*Your objective*:
Find each line in the items below that contains the string "mountain" and copy those lines.
[Start of Supplied records]
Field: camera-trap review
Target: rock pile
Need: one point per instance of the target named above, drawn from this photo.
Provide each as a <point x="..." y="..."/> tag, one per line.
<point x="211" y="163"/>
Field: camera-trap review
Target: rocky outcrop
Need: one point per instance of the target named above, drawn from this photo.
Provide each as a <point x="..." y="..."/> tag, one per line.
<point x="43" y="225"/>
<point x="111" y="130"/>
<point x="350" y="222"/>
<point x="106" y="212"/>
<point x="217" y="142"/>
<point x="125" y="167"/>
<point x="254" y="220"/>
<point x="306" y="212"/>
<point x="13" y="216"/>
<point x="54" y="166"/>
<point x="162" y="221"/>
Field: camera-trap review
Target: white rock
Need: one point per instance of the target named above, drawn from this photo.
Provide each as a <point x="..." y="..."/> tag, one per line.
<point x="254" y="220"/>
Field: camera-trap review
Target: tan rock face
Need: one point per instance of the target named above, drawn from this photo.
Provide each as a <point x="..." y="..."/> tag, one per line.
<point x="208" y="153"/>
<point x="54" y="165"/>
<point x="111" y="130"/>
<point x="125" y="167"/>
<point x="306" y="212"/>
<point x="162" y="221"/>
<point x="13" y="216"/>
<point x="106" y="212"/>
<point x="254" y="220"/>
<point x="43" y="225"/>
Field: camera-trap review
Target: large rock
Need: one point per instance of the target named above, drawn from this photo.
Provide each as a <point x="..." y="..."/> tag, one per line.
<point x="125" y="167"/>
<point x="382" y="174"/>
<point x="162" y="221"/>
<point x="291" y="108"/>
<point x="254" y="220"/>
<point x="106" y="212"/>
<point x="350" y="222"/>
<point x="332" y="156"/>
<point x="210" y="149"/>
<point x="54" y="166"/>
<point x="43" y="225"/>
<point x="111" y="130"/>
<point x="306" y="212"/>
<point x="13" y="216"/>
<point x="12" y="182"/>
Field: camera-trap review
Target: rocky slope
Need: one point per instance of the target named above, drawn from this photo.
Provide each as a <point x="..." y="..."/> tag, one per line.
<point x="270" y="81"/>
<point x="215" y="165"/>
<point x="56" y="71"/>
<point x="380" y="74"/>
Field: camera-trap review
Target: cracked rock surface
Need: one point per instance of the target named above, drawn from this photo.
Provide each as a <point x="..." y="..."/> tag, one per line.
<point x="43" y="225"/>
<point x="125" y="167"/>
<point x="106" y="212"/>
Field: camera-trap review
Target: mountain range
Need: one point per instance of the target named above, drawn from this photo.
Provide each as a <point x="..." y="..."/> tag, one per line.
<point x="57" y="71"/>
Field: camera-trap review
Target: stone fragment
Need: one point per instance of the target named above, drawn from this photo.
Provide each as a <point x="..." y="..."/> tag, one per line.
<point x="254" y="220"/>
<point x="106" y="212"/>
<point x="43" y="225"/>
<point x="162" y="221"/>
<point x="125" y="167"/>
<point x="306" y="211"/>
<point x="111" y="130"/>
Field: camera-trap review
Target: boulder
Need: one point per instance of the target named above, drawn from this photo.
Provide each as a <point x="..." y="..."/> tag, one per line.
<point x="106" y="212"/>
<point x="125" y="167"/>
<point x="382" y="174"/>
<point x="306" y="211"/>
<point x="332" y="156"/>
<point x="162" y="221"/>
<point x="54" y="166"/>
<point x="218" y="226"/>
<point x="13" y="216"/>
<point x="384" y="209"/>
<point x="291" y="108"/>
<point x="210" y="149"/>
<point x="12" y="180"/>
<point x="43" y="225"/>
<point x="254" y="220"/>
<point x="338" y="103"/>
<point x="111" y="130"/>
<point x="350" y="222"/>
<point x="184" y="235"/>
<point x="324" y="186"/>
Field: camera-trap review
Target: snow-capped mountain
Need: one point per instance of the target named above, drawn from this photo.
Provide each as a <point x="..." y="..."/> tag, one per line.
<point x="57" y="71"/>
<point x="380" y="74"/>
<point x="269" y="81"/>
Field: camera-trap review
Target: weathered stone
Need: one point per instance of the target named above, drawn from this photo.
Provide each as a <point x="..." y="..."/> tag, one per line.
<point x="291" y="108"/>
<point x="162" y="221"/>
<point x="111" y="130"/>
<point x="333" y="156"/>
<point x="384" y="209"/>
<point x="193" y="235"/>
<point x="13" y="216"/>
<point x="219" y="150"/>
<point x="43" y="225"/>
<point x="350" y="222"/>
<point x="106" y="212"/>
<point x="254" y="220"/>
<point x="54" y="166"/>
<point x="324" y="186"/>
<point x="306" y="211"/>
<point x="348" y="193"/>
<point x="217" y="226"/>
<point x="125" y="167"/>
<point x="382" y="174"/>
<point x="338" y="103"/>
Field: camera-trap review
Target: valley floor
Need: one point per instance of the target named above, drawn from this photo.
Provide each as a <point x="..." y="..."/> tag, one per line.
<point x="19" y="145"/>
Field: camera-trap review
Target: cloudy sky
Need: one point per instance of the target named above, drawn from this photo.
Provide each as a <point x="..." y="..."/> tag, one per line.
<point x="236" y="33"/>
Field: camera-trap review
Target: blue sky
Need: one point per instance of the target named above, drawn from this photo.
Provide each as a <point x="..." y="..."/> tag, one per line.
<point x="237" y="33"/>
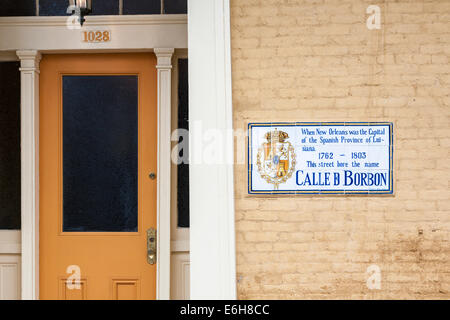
[End of Supplied records]
*The answer*:
Target: mountain range
Target: snow-capped mountain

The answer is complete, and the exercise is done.